== Kutipan Halaman ==
Saturday, November 23, 2019

Ahok Tidak Receh Lagi

Sudah lama saya tidak menulis tentang Ahok.

Sejak ia bercerai dengan Vero, setelah itu pacaran dengan Puput, saya tidak tertarik sama sekali mengikuti berita tentangnya. Ia pun seakan menghilang, walaupun terkadang masih sedikit-sedikit muncul beritanya di media.

Keputusannya untuk bercerai dengan Vero lalu kawin lagi dengan Puput bagi saya adalah urusan pribadinya. Saya malas komentar, walaupun di group-group WhatsApp berseliweran komentar orang; sebagian orang pro Ahok, sebagian pro Vero, sebagian lainnya tidak komentar apa-apa.

Ketika Ahok lagi ‘gandrung’ dengan Puput, rontang-runtung kesana-kemari sebagaimana anak muda cinta-cintaan seperti di sinetron, bagi saya berita soal itu cuma recehan, tak sedikitpun memberikan inspirasi untuk menulis. Apa yang mau ditulis? Wong Ahok itu cuma asyik ditulis kalau berkaitan dengan politik, terutama ketika ia masih sebagai Gubernur DKI Jakarta, ketika ia memecat staf yang malas, yang tidak melayani warga dengan baik, ketika ia berantem dengan anggota DPRD.

Lebih asyik lagi mengikuti berita ketika ia menguliti soal anggaran, soal angka-angka yang tidak masuk akal, soal daftar pembelian barang yang aneh-aneh, dan soal “Pemahaman nenek lu” yang jadi trademark Ahok sampai sekarang.

Itulah sebabnya ketika baru-baru ini ada kehebohan soal lem Aibon seharga 82 Milyar yang nongol di rencana anggaran DKI, banyak orang tertawa ngakak, lalu misuh-misuh. Lalu dalam sekejap bertebaranlah meme lem Aibon karya kreatif para netizen. Ketika itulah orang-orang mulai mencari Ahok di Youtube. Banyak orang memutar ulang rekaman soal bagaimana Ahok memimpin Jakarta, bagaimana ia punya rencana membangun kota, dan bagaimana etos kerjanya. Ia paham betul soal anggaran, soal bagaimana ia menyelamatkan duit negara dari bancakan tikus-tikus.

== Petunjuk Tugas ==
Tolong tentukan apakah setiap pernyataan di bawah ini sesuai dengan kutipan halaman tentang Ahok. Jawab ya atau tidak, lalu sertakan kata-kata penentu dari kutipan halaman tersebut dengan kutipan persis.
(a) Setelah Ahok bercerai dengan Vero, penulis tertarik mengikuti berita tentangnya.
(b) Lem Aibon seharga 82 Milyar muncul di rencana anggaran DKI.
(c) Ketika kehebohan lem Aibon terjadi, orang-orang mulai mencari Ahok di Youtube.

== Bahan yang Disediakan ==
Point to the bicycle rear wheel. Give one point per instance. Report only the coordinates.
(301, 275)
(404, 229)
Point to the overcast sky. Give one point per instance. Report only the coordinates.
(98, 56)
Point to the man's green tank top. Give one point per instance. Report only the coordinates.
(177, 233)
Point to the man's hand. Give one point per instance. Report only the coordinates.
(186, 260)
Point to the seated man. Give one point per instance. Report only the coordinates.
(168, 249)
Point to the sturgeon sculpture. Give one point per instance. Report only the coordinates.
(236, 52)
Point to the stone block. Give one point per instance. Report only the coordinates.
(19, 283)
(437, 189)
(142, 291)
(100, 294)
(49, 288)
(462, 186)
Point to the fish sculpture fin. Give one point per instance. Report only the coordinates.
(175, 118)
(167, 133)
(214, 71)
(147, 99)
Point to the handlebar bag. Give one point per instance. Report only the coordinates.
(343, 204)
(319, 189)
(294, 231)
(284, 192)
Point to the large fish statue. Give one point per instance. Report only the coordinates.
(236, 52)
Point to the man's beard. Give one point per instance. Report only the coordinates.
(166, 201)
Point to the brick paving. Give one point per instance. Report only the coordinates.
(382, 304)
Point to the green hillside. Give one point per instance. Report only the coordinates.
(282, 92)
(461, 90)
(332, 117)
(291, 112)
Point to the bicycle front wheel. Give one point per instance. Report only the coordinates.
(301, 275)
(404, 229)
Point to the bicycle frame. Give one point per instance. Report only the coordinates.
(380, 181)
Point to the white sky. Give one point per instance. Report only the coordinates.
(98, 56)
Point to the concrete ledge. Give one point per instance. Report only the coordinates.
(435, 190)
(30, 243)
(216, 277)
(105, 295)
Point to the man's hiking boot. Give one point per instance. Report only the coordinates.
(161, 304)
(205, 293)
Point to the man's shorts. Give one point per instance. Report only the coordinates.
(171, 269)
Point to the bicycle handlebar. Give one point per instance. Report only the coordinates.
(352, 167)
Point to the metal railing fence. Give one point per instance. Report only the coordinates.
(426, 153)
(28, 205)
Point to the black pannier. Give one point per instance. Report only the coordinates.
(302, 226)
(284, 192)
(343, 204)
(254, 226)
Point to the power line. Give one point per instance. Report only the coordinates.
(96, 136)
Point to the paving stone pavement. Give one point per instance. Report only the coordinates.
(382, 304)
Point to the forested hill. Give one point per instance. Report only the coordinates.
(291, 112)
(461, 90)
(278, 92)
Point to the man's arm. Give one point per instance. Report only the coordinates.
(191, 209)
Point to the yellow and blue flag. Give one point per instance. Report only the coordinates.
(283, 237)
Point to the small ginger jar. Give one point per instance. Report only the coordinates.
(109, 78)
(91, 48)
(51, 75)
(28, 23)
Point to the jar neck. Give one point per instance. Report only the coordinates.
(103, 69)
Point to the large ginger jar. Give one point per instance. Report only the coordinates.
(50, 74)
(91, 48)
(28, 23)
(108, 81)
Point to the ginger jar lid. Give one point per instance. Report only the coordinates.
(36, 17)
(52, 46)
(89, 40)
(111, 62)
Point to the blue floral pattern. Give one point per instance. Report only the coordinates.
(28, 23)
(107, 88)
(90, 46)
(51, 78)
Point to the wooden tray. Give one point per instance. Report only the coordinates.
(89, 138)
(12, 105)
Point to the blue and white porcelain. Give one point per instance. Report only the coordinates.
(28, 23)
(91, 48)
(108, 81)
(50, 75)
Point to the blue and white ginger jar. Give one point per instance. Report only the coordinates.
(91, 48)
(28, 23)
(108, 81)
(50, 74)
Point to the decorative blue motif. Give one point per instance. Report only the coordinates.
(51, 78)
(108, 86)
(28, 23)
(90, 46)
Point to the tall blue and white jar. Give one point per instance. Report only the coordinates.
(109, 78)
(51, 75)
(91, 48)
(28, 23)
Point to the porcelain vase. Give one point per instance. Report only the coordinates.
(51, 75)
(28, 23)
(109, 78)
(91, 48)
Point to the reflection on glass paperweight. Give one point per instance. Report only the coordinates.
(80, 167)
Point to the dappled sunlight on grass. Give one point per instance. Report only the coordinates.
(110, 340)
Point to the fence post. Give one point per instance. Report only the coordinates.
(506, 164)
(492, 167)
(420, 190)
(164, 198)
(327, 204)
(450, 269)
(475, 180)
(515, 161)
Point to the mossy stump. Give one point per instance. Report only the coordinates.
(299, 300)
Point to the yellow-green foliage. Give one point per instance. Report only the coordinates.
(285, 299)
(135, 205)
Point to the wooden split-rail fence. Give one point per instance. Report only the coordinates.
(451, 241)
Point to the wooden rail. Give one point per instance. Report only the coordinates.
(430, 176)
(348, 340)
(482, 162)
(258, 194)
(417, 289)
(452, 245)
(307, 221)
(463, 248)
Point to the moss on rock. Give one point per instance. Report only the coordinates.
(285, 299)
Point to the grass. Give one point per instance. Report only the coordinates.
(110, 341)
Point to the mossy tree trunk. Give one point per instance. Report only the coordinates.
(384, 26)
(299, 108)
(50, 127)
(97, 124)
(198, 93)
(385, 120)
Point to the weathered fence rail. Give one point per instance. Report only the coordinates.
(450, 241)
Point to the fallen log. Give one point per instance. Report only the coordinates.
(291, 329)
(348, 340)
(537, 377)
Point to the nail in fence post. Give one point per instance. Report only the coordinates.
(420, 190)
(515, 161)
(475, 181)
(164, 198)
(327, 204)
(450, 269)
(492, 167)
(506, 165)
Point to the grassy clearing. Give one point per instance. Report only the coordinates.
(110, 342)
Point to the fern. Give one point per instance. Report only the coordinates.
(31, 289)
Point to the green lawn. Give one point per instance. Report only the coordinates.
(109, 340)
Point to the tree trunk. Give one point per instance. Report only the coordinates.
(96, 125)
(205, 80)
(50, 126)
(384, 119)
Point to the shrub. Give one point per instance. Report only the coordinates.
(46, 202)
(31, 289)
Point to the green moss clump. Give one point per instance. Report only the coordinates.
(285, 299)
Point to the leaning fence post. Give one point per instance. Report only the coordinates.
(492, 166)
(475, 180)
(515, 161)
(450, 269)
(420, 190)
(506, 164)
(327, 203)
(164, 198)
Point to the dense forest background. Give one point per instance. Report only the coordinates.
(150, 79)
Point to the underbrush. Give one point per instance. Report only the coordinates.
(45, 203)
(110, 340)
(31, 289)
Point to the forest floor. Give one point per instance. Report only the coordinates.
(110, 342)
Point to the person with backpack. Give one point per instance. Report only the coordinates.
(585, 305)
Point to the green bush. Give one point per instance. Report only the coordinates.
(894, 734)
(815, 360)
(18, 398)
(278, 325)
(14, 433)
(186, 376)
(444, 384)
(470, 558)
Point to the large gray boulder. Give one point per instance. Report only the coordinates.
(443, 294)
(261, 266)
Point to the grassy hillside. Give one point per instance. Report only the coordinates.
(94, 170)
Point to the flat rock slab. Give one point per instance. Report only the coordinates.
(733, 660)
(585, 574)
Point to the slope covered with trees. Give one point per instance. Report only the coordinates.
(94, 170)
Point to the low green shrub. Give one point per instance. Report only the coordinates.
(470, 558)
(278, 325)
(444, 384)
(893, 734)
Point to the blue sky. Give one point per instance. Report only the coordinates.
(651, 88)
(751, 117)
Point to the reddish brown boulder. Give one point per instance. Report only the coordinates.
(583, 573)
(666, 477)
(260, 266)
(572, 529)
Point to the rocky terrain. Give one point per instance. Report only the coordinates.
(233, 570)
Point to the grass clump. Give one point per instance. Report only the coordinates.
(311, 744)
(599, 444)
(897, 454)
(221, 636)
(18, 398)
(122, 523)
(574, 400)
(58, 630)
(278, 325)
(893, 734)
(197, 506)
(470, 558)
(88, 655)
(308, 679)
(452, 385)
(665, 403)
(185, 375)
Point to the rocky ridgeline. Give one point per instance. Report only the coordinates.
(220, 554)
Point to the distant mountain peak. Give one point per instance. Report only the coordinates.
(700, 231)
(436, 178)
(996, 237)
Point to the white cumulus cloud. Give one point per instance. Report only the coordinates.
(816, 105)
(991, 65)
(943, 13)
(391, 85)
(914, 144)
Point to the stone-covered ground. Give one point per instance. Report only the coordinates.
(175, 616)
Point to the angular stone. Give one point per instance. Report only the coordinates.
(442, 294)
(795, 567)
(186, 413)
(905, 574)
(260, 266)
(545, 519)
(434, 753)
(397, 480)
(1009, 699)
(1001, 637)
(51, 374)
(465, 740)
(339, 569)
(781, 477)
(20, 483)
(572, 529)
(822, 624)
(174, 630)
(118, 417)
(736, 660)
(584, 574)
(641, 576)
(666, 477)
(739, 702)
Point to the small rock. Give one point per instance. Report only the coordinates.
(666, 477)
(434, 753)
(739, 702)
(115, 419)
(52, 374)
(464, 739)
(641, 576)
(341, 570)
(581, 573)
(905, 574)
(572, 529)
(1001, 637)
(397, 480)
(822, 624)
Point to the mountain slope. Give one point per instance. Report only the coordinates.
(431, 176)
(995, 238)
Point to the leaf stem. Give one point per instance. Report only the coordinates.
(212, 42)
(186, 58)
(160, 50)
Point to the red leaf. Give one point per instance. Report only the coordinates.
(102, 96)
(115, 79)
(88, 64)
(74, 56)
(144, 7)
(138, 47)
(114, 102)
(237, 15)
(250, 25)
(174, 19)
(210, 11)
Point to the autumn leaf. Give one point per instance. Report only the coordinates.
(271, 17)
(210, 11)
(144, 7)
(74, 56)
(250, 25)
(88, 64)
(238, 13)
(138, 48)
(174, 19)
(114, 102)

== Jawaban ==
(a) Tidak: "saya tidak tertarik sama sekali mengikuti berita tentangnya."
(b) Ya: "lem Aibon seharga 82 Milyar yang nongol di rencana anggaran DKI"
(c) Ya: "Ketika itulah orang-orang mulai mencari Ahok di Youtube."